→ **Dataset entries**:
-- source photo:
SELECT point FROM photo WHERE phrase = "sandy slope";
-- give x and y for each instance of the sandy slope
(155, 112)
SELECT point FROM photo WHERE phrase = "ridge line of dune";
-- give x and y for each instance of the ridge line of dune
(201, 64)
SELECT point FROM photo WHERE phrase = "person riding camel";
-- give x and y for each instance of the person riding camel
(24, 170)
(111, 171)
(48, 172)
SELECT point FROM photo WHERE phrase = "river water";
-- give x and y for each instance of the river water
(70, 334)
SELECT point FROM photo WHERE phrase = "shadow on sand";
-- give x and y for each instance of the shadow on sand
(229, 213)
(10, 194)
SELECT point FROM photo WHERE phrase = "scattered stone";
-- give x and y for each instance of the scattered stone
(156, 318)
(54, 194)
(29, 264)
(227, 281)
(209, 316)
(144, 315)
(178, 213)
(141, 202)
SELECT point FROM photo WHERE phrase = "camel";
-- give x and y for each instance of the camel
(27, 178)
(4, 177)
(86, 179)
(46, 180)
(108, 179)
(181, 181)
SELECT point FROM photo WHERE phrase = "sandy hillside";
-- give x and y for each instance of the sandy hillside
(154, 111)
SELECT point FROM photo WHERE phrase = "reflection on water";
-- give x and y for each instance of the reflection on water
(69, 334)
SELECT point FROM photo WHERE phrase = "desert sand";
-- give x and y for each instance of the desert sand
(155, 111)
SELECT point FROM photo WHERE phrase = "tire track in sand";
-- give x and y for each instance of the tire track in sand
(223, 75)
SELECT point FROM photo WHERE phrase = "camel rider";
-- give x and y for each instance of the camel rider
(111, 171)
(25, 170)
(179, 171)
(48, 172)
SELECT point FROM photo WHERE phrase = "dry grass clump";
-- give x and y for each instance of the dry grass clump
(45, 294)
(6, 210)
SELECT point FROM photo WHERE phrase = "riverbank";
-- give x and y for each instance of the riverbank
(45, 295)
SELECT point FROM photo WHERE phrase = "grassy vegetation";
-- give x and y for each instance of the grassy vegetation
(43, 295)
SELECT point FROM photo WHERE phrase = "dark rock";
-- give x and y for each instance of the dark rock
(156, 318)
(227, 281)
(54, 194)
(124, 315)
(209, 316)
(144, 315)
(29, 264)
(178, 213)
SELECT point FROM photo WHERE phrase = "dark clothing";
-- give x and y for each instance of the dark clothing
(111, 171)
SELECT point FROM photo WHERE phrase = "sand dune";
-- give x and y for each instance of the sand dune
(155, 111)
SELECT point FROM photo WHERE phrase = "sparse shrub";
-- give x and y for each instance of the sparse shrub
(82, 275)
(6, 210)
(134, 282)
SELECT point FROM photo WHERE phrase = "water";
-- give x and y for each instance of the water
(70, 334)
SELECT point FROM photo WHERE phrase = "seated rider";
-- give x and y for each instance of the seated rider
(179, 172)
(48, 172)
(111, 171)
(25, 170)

→ **What is needed**:
What is needed is an exact copy of every entry above.

→ **Response for this exercise**:
-- source photo:
SELECT point FROM photo WHERE phrase = "sandy slope";
-- give x and y for each instance of the sandy slope
(155, 112)
SELECT point FROM photo WHERE phrase = "ridge line of dune";
-- give x and y for each instance of the ridge line of dune
(201, 64)
SELECT point FROM photo WHERE phrase = "person riding camel";
-- give x and y for each instance of the person riding camel
(24, 170)
(111, 171)
(48, 172)
SELECT point FROM photo WHERE phrase = "river water";
-- give x and y for each instance of the river water
(70, 334)
SELECT point FROM photo WHERE phrase = "shadow on sand";
-- give x and y for each instance of the shadow on sand
(229, 213)
(10, 194)
SELECT point FROM photo WHERE phrase = "scattered stone";
-- give x and y for each instance of the scattered stone
(156, 318)
(54, 194)
(29, 264)
(227, 281)
(209, 316)
(144, 315)
(178, 213)
(141, 202)
SELECT point FROM photo WHERE phrase = "camel";
-- give x and y for each instance of the camel
(27, 178)
(4, 177)
(86, 179)
(46, 180)
(108, 179)
(181, 181)
SELECT point FROM photo WHERE phrase = "sandy hillside";
-- give x and y for each instance of the sandy hillside
(154, 111)
SELECT point FROM photo WHERE phrase = "reflection on water";
-- give x and y for each instance of the reflection on water
(69, 334)
SELECT point FROM photo WHERE phrase = "desert sand";
-- give x and y for each instance of the desert sand
(155, 111)
SELECT point FROM photo WHERE phrase = "tire track in sand";
-- give x and y for each instance of the tire track in sand
(223, 75)
SELECT point FROM photo WHERE phrase = "camel rider";
-- give x and y for each instance of the camel rider
(111, 171)
(25, 170)
(179, 171)
(48, 172)
SELECT point FROM photo WHERE phrase = "dry grass clump";
-- give x and y for each instance of the dry grass clump
(45, 294)
(6, 210)
SELECT point FROM photo WHERE phrase = "riverbank";
-- give x and y for each instance of the riverbank
(45, 295)
SELECT point FROM photo WHERE phrase = "grassy vegetation";
-- give x and y for each instance of the grassy vegetation
(43, 295)
SELECT point FROM photo WHERE phrase = "dark rock";
-- give x and y for each instance of the dark rock
(156, 318)
(227, 281)
(54, 194)
(124, 315)
(209, 316)
(144, 315)
(29, 264)
(178, 213)
SELECT point FROM photo WHERE phrase = "dark clothing";
-- give x and y for each instance of the dark clothing
(111, 171)
SELECT point FROM photo WHERE phrase = "sand dune";
-- give x and y for each instance of the sand dune
(155, 111)
SELECT point FROM photo WHERE phrase = "sparse shrub";
-- give x and y for each instance of the sparse shrub
(82, 275)
(6, 210)
(134, 282)
SELECT point FROM photo WHERE phrase = "water";
-- give x and y for each instance of the water
(70, 334)
SELECT point FROM photo WHERE phrase = "seated rider";
-- give x and y for each instance of the seated rider
(179, 172)
(48, 172)
(111, 171)
(25, 170)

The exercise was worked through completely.